=== EXTRACTED DATA ===

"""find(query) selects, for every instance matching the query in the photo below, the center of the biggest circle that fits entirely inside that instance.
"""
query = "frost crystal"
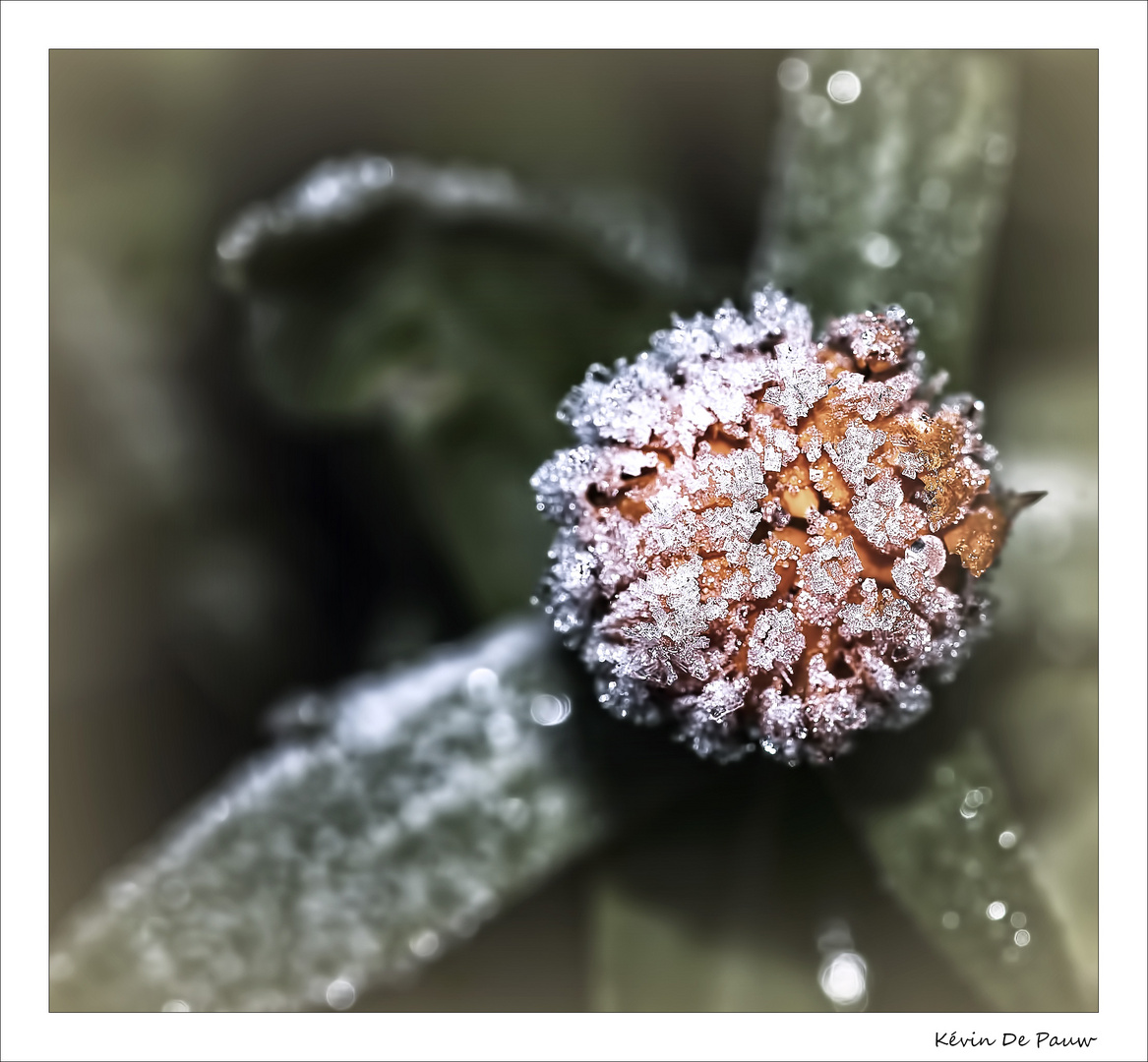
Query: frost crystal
(764, 540)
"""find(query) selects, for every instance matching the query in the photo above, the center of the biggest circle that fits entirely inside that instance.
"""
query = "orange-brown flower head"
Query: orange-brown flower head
(764, 540)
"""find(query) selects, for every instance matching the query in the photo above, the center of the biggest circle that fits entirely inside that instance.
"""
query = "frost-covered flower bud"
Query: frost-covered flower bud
(764, 540)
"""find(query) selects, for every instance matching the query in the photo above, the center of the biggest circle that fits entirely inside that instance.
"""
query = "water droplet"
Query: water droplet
(548, 711)
(844, 87)
(425, 944)
(793, 75)
(843, 979)
(340, 994)
(482, 683)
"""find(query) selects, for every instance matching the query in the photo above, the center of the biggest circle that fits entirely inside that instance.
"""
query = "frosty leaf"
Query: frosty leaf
(418, 806)
(954, 856)
(892, 194)
(454, 306)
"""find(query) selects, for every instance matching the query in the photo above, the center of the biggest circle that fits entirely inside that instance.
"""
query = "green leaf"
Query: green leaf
(894, 196)
(954, 855)
(454, 307)
(389, 823)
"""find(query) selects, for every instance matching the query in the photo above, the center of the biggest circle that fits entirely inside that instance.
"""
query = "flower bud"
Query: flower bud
(767, 541)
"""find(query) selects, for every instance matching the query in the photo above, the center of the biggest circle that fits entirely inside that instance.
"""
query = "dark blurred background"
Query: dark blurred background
(211, 556)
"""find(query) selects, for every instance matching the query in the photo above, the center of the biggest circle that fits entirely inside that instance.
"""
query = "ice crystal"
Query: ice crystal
(765, 539)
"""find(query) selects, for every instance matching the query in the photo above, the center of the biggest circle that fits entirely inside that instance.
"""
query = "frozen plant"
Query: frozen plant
(767, 540)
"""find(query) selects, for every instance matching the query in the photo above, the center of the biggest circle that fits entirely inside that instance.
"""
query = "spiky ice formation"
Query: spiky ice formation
(764, 540)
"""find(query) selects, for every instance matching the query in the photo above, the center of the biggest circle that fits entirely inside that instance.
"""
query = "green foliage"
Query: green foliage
(457, 326)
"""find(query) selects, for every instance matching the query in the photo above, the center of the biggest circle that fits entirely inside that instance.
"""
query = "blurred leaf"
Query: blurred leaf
(954, 855)
(455, 307)
(893, 194)
(391, 821)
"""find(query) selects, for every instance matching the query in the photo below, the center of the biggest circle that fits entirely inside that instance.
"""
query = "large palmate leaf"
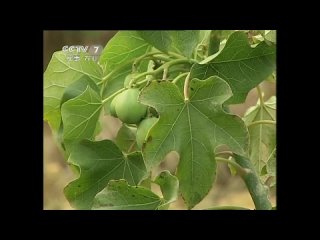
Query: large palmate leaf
(123, 48)
(121, 196)
(194, 129)
(118, 195)
(262, 149)
(59, 74)
(100, 162)
(159, 39)
(80, 116)
(242, 66)
(183, 41)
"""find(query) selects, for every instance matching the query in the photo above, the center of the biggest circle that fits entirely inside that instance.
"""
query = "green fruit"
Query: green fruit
(128, 79)
(143, 130)
(127, 107)
(112, 107)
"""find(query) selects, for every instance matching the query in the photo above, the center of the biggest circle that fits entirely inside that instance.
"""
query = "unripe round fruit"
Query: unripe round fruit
(143, 130)
(127, 107)
(128, 79)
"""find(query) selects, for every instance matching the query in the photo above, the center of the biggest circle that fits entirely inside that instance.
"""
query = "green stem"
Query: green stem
(112, 95)
(132, 61)
(224, 153)
(260, 95)
(258, 192)
(159, 70)
(150, 55)
(186, 88)
(179, 77)
(262, 122)
(240, 170)
(227, 208)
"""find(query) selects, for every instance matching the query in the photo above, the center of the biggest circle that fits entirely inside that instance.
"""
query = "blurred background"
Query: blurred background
(227, 190)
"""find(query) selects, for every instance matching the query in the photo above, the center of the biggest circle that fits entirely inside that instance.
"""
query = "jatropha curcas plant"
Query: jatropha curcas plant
(172, 91)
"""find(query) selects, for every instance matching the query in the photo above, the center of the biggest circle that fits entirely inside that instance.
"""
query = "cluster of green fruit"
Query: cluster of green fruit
(126, 107)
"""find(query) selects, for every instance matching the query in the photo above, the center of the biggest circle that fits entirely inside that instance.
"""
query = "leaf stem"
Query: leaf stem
(227, 208)
(186, 88)
(112, 95)
(179, 77)
(260, 94)
(159, 70)
(224, 153)
(262, 122)
(241, 171)
(258, 192)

===

EXERCISE AIM>
Wherever the listing shows a picture, omit it and output the rest exactly as given.

ANSWER AREA>
"""find(query) selects, for every instance matching the query in the photo below, the center of the biggest circle that fits entirely inside that instance.
"""
query = "frost crystal"
Query: frost crystal
(764, 540)
"""find(query) selects, for every instance matching the query in the photo above, the center of the biggest circle that fits entirely inside that instance.
"""
query = "orange-brown flower head"
Query: orange-brown flower head
(764, 540)
"""find(query) selects, for every instance matching the query in the photo above, the center of the biggest circle that fits entirely inside that instance.
"""
query = "frost-covered flower bud"
Query: frost-covered flower bud
(764, 540)
"""find(query) selects, for every instance matching the query in the photo above, the center of the biggest circle that fits entirely inside that instance.
"""
query = "water droplet"
Query: water droplet
(548, 711)
(844, 87)
(425, 944)
(793, 75)
(843, 979)
(340, 994)
(482, 683)
"""find(query) selects, for every instance matching the query in the photo above, the center of the biggest circle that fits entirely inside that instance.
"""
query = "frosty leaf"
Query: frosty leaf
(418, 806)
(954, 856)
(892, 194)
(454, 306)
"""find(query) selects, for every instance matching the query in the photo above, the center of the biggest circle that fits entirely inside that instance.
"""
query = "green leaf"
Query: green leaf
(894, 196)
(954, 855)
(454, 307)
(389, 823)
"""find(query) selects, for every instance matching the query in the photo above, the center of the biggest circle that fits entirely inside that instance.
"""
query = "flower bud"
Query: flower bud
(767, 541)
"""find(query) selects, for every instance matching the query in the photo above, the center of the biggest circle that fits entirely inside that instance.
"""
query = "dark blurred background"
Query: dark blurred background
(211, 556)
"""find(query) selects, for every instance matching the query in the photo above, the center of the biggest circle that fits entirely inside that instance.
"""
query = "ice crystal"
Query: ice crystal
(765, 539)
"""find(query) selects, for every instance matching the query in the photo above, the center of the biggest circle that fits entirely inside that instance.
"""
query = "frozen plant"
Query: frozen plant
(767, 540)
"""find(query) selects, for every instance matching the query in the photo above, the center of the biggest circle that fits entirely inside that instance.
"""
query = "spiky ice formation"
Query: spiky ice formation
(764, 540)
"""find(query) selects, for every instance matching the query in the photo above, the center of the biggest circle that fits entirely inside that instance.
"""
query = "green foliage"
Query: green foliage
(457, 326)
"""find(query) selects, for every instance matching the query in the photo above, the center of the biggest circle that fits entirely inside that instance.
"""
query = "blurred leaf"
Query: blurred leaf
(954, 855)
(455, 307)
(893, 194)
(391, 821)
"""find(query) selects, for every instance matching the query in the photo below, the center of the biggest circle that fits entirely inside that instance.
"""
query = "large palmate leaf"
Query: large palmate leaf
(123, 48)
(121, 196)
(194, 129)
(118, 195)
(262, 149)
(59, 74)
(100, 162)
(159, 39)
(80, 116)
(242, 66)
(183, 41)
"""find(query) selects, for every instance matching the query in the photo above, the center of the biggest circle that fits entirely inside that instance.
"""
query = "green fruit"
Query: green fruit
(128, 79)
(143, 130)
(127, 107)
(112, 107)
"""find(query) selects, for every instance matching the query in the photo above, the center of the biggest circle that fits entirely inside that instance.
"""
query = "unripe round fruit"
Query: unripe round fruit
(143, 130)
(127, 107)
(128, 79)
"""find(query) selects, for every instance matching the query in the photo above, the center of the biggest circle that fits entirely inside that instance.
"""
query = "green stem"
Query: green stem
(112, 95)
(132, 61)
(224, 153)
(260, 95)
(258, 192)
(159, 70)
(150, 55)
(186, 88)
(179, 77)
(262, 122)
(240, 170)
(227, 208)
"""find(query) selects, for every instance matching the query in the photo above, the center of the biggest circle that fits entirely inside that instance.
"""
query = "blurred background"
Query: blurred background
(227, 190)
"""find(query) selects, for every instance matching the query in the photo above, the center of the biggest circle that fits entirely inside that instance.
"""
query = "jatropha curcas plant"
Query: jatropha curcas plant
(172, 91)
"""find(query) selects, for every instance matching the query in the photo above, the center of the biggest circle that fits entirely inside that instance.
"""
query = "cluster of green fruit"
Query: cluster of green fruit
(126, 107)
"""find(query) selects, for every instance matching the query in the photo above, the center of the biggest circle that fits entirely inside that instance.
"""
query = "leaf stem"
Query: leaf stem
(227, 208)
(186, 88)
(112, 95)
(179, 77)
(260, 94)
(159, 70)
(224, 153)
(262, 122)
(241, 171)
(258, 192)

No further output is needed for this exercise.